READING PASSAGE —
--- --- ---
There aren’t many people who can match or exceed Cully Payne’s total of college choices.

What Payne does know is it hasn’t been a mistake to be right by Lake Michigan and playing basketball for Loyola University. The Schaumburg High School graduate feels right at home on Chicago’s far North Side after a long and circuitous odyssey.

“I really believe everything happens for a reason,” Payne said. “I’m lucky to land in Chicago with a great athletic program on the rise and at a great academic school.

“My family and grandparents are 35-40 minutes away and it’s a great environment in the city. I couldn’t ask for a better place.”

Payne is also glad to be back in the competitive mix after being sidelined for nearly two years. His 2010-11 season at Iowa was over after five games because of a sports hernia injury and then he had to wait and watch the Ramblers finish 7-23 last season following his decision to transfer.

But Payne’s return has helped spark Loyola’s improvement to a 10-7 record even though second-year coach Porter Moser said it is the sixth-youngest team in the country. The 6-foot-1 point guard is third on the team in scoring at 8.2 points and is averaging 4.6 assists with nearly a 2-to-1 ratio to turnovers.
--- --- ---
Data drawn from a collection:
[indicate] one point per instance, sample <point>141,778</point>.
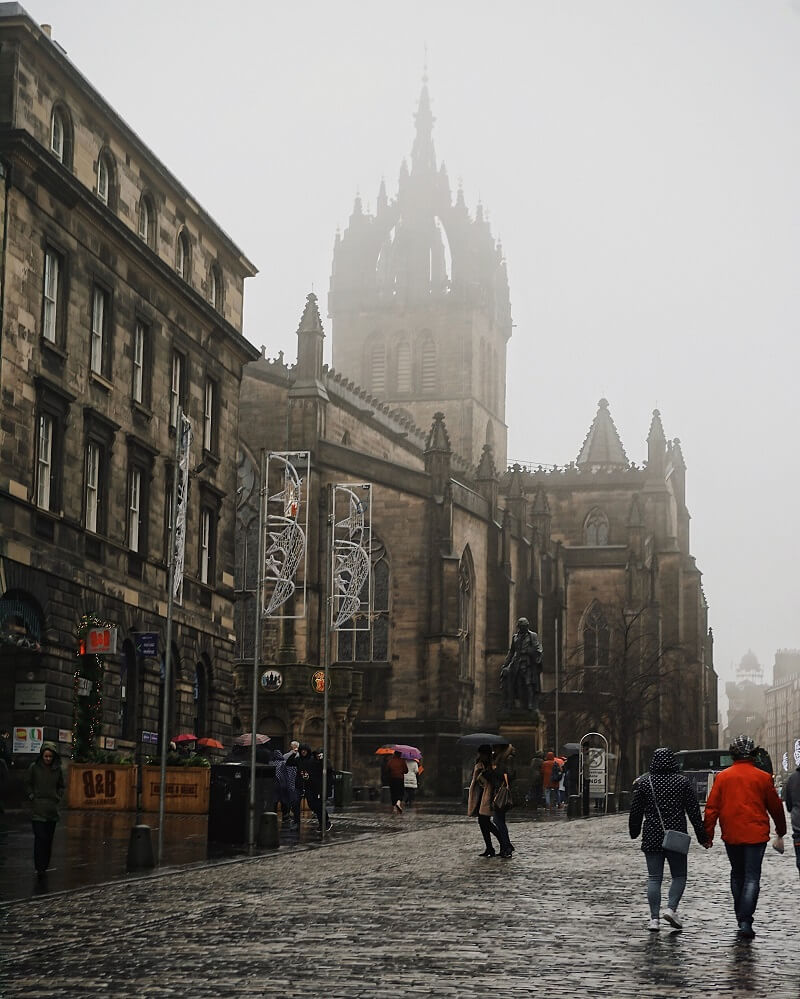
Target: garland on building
<point>87,710</point>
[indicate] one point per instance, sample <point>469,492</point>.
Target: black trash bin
<point>229,800</point>
<point>342,789</point>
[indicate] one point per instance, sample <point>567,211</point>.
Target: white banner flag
<point>180,512</point>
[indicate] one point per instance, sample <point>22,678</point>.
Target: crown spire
<point>423,155</point>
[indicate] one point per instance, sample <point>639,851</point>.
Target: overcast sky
<point>640,162</point>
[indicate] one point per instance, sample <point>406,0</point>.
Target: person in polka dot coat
<point>676,799</point>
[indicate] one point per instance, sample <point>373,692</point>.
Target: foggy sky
<point>639,160</point>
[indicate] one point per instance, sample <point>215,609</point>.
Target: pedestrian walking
<point>743,798</point>
<point>309,771</point>
<point>791,797</point>
<point>410,781</point>
<point>503,774</point>
<point>662,798</point>
<point>396,772</point>
<point>479,800</point>
<point>44,782</point>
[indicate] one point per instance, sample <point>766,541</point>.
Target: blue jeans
<point>499,817</point>
<point>745,861</point>
<point>655,874</point>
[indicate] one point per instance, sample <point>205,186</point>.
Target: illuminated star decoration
<point>288,544</point>
<point>351,561</point>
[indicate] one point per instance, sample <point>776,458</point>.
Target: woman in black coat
<point>667,790</point>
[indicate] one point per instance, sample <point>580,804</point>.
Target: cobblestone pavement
<point>416,912</point>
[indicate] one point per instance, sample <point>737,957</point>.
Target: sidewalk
<point>92,847</point>
<point>409,909</point>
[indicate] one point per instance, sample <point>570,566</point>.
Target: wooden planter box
<point>186,789</point>
<point>106,786</point>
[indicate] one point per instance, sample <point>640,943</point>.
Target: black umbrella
<point>483,739</point>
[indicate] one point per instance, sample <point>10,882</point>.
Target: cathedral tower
<point>419,303</point>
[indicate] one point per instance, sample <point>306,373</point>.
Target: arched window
<point>428,366</point>
<point>372,645</point>
<point>182,257</point>
<point>106,179</point>
<point>200,695</point>
<point>595,637</point>
<point>147,220</point>
<point>595,529</point>
<point>466,616</point>
<point>403,368</point>
<point>377,370</point>
<point>61,136</point>
<point>215,287</point>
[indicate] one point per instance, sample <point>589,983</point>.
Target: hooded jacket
<point>676,799</point>
<point>791,797</point>
<point>743,798</point>
<point>45,785</point>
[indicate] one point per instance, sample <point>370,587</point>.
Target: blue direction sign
<point>146,643</point>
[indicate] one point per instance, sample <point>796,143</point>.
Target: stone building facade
<point>121,303</point>
<point>596,554</point>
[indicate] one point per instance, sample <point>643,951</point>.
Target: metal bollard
<point>267,836</point>
<point>140,849</point>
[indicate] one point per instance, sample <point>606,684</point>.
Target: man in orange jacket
<point>743,798</point>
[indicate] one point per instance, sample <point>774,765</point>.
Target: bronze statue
<point>521,672</point>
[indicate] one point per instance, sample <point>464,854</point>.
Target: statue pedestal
<point>525,731</point>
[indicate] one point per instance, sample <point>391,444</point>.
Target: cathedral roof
<point>602,447</point>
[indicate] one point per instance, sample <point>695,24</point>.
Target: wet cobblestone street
<point>405,907</point>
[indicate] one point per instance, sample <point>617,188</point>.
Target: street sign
<point>101,641</point>
<point>597,773</point>
<point>146,644</point>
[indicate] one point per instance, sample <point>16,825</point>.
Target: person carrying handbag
<point>501,798</point>
<point>662,799</point>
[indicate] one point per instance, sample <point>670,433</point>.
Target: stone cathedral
<point>596,553</point>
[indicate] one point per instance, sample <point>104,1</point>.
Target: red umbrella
<point>246,738</point>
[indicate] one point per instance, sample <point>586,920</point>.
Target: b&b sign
<point>101,641</point>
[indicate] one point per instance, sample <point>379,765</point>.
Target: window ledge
<point>96,378</point>
<point>52,347</point>
<point>139,409</point>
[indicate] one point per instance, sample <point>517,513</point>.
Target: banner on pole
<point>351,566</point>
<point>286,487</point>
<point>180,512</point>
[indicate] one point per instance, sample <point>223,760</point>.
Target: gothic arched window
<point>403,368</point>
<point>466,616</point>
<point>377,370</point>
<point>595,637</point>
<point>428,366</point>
<point>373,645</point>
<point>595,529</point>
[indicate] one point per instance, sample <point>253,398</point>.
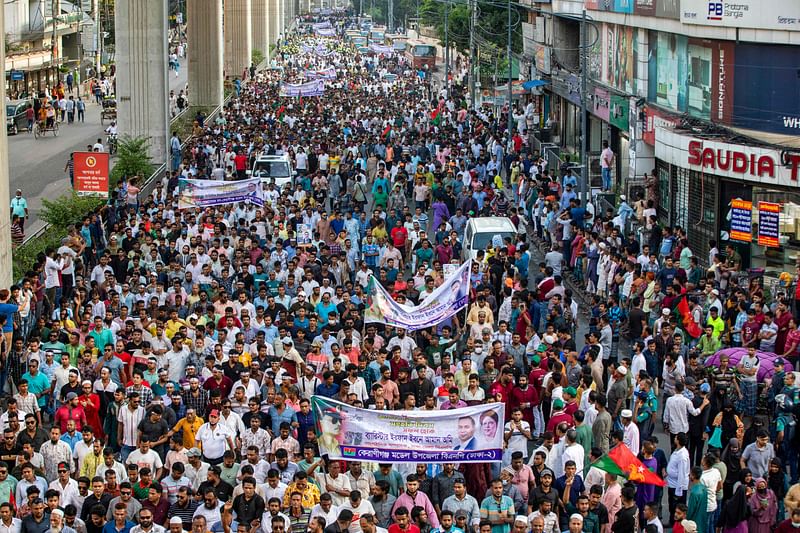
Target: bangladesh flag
<point>621,461</point>
<point>436,117</point>
<point>680,307</point>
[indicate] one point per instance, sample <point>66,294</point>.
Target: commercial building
<point>703,93</point>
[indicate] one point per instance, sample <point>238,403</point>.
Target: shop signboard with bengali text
<point>91,173</point>
<point>769,215</point>
<point>741,220</point>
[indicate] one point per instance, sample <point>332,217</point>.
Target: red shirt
<point>399,237</point>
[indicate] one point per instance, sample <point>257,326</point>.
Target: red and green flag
<point>680,307</point>
<point>436,117</point>
<point>621,462</point>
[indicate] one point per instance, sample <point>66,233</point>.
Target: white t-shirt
<point>214,440</point>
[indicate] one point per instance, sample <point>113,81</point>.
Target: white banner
<point>466,435</point>
<point>208,193</point>
<point>447,300</point>
<point>756,14</point>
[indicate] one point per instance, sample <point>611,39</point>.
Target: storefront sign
<point>761,165</point>
<point>756,14</point>
<point>542,55</point>
<point>91,173</point>
<point>620,109</point>
<point>769,215</point>
<point>653,118</point>
<point>601,103</point>
<point>741,220</point>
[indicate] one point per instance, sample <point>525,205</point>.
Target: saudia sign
<point>763,165</point>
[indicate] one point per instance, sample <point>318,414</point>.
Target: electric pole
<point>446,47</point>
<point>508,93</point>
<point>473,11</point>
<point>584,125</point>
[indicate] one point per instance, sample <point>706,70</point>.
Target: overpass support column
<point>205,52</point>
<point>238,37</point>
<point>261,34</point>
<point>5,192</point>
<point>142,86</point>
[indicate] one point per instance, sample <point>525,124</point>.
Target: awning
<point>530,84</point>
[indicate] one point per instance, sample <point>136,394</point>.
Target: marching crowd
<point>158,366</point>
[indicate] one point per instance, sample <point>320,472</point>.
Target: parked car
<point>15,115</point>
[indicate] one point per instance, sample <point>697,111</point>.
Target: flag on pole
<point>436,117</point>
<point>621,461</point>
<point>680,306</point>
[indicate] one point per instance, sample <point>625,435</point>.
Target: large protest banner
<point>311,88</point>
<point>207,193</point>
<point>467,435</point>
<point>447,300</point>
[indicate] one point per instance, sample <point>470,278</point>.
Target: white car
<point>275,169</point>
<point>480,231</point>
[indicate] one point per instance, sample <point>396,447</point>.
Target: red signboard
<point>91,173</point>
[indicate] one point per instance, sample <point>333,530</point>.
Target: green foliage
<point>67,210</point>
<point>24,256</point>
<point>133,159</point>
--- --- ---
EXERCISE SET —
A. In the article about Cully Payne, after how many games did his 2010-11 season at Iowa end?
B. Render this sentence from the article about Cully Payne in Spanish: "The Schaumburg High School graduate feels right at home on Chicago’s far North Side after a long and circuitous odyssey."
C. Copy word for word the stretch of the article about Cully Payne from "But Payne’s return" through "ratio to turnovers.".

THE SOLUTIONS —
A. After five games.

B. El graduado de Schaumburg High School se siente como en casa en el extremo norte de Chicago después de una larga y tortuosa odisea.

C.
But Payne’s return has helped spark Loyola’s improvement to a 10-7 record even though second-year coach Porter Moser said it is the sixth-youngest team in the country. The 6-foot-1 point guard is third on the team in scoring at 8.2 points and is averaging 4.6 assists with nearly a 2-to-1 ratio to turnovers.